Leave the pictures in the listing below aside and reproduce exactly the lines starting with the one with "Where can you see the shingled" and going on through the one with "# test: mark one point on the hoodie", both ends included.

DATA FOR ANALYSIS:
—————

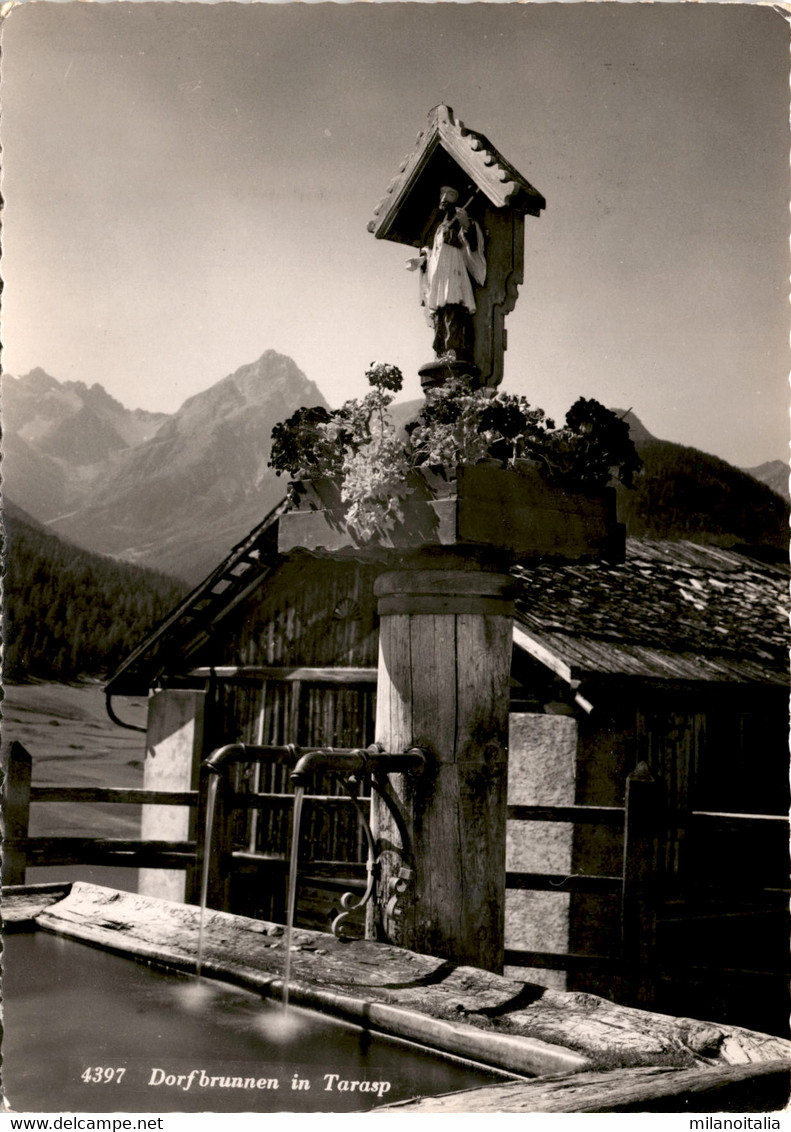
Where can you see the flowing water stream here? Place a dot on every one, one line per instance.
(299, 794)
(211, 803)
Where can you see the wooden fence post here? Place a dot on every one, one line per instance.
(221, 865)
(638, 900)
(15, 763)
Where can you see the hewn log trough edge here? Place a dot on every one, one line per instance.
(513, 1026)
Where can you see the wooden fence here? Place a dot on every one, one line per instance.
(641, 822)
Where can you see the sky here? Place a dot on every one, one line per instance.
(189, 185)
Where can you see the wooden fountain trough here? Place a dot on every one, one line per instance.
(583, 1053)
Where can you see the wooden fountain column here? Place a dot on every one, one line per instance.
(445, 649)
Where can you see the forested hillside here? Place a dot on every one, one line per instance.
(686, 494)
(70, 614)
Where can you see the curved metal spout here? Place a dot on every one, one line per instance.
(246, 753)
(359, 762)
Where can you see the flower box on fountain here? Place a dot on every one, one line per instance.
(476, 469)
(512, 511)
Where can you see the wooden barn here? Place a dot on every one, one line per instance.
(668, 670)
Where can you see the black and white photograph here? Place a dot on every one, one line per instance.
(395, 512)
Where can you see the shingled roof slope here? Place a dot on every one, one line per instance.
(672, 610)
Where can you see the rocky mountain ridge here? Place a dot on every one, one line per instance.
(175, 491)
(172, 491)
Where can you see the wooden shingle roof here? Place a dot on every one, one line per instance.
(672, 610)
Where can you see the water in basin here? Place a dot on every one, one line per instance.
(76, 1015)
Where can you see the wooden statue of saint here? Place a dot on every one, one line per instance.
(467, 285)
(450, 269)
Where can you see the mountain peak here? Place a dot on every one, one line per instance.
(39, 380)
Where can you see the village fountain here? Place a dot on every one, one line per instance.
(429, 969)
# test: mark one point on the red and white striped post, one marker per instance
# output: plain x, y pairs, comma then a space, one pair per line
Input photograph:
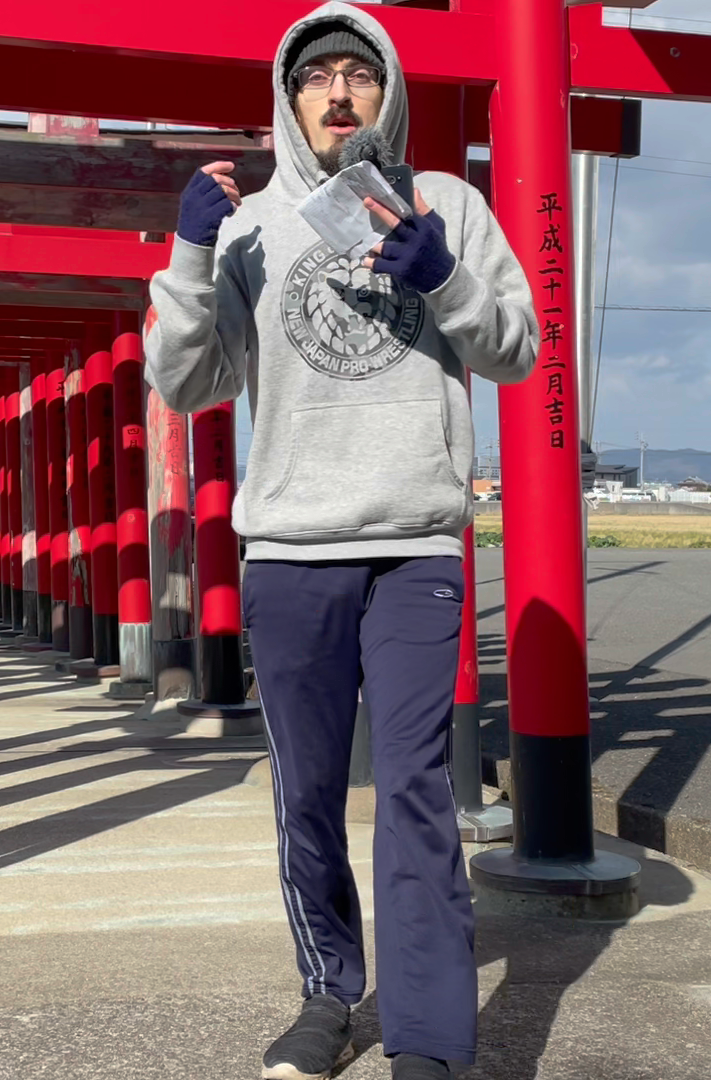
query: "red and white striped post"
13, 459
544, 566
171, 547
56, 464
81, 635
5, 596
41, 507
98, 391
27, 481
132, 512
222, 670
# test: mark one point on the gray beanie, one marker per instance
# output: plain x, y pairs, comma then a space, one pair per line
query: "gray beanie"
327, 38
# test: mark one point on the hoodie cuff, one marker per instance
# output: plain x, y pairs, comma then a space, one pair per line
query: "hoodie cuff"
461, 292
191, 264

—————

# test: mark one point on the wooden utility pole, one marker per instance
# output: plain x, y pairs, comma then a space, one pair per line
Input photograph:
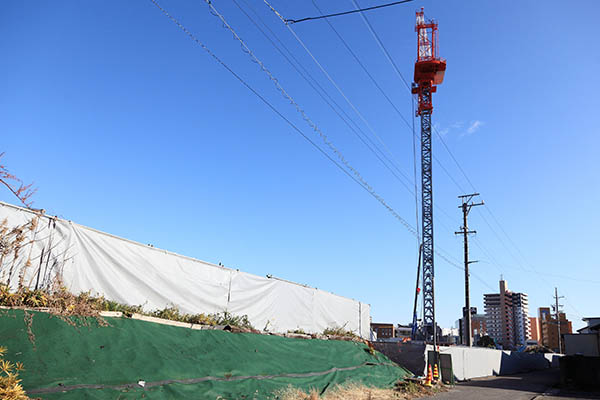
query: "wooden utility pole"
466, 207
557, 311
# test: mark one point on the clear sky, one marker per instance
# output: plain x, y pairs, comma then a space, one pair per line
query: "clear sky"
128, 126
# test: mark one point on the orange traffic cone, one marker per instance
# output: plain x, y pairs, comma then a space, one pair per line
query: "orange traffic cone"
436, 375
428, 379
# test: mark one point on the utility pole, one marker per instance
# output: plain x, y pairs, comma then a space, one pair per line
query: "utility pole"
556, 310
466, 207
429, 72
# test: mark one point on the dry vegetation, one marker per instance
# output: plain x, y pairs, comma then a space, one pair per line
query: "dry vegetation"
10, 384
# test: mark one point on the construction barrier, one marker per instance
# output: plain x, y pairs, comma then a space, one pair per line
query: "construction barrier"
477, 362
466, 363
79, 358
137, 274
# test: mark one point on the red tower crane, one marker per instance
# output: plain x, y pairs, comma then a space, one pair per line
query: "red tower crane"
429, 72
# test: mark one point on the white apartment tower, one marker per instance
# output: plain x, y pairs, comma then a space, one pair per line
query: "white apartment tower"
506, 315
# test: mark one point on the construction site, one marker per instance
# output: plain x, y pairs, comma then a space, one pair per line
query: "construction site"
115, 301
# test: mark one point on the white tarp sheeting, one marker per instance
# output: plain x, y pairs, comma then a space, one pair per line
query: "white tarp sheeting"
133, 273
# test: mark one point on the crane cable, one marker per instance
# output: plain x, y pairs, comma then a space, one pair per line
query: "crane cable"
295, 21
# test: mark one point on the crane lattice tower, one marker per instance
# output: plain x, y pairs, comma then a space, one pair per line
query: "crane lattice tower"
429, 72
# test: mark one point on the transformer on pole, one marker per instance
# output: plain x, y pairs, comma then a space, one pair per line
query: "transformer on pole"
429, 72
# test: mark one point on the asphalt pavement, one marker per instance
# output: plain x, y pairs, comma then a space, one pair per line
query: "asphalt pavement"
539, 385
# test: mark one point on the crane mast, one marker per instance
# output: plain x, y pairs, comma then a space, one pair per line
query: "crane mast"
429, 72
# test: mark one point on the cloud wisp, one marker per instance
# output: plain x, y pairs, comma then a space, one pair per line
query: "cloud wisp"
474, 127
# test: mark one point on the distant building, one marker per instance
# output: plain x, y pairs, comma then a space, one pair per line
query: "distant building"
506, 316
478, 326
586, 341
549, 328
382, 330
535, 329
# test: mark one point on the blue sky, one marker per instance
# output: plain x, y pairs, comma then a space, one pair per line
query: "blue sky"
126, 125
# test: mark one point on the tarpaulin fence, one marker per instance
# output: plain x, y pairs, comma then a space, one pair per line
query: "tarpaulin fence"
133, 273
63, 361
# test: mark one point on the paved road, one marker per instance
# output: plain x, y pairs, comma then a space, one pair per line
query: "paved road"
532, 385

—————

ANSWER AREA:
Where can you see the shingled roof slope here? Place a dot on every one, one line per instance.
(672, 610)
Where can you see the rocky mountain ridge here? Place a dot on every one, one line per instance.
(175, 491)
(172, 491)
Where can you see the wooden shingle roof here? Place a dot on every one, one line per instance.
(672, 610)
Where can you see the water in basin here? Place a dot on every one, one line per instance.
(76, 1015)
Where can you see the wooden statue of saint here? Place a dot on every one, one line per instance.
(467, 285)
(450, 269)
Where can you see the mountain peak here? Place a dot on every one, one line per instance.
(39, 380)
Where can you see the village fountain here? Place a dot on every one, one line per instance.
(429, 969)
# test: mark one point on the red and white striped post, one marker per instance
# output: plain x, y pairs, comma then a space, one pair per line
Input photograph:
query: "red and white striped post"
13, 459
544, 566
171, 547
56, 464
81, 635
5, 596
41, 507
98, 391
27, 481
132, 512
222, 670
# test: mark one point on the gray beanie, one marker per instance
# output: plain x, y pairs, comma then a space, one pair per line
query: "gray beanie"
327, 38
# test: mark one point on the hoodie cuff, one marker per instance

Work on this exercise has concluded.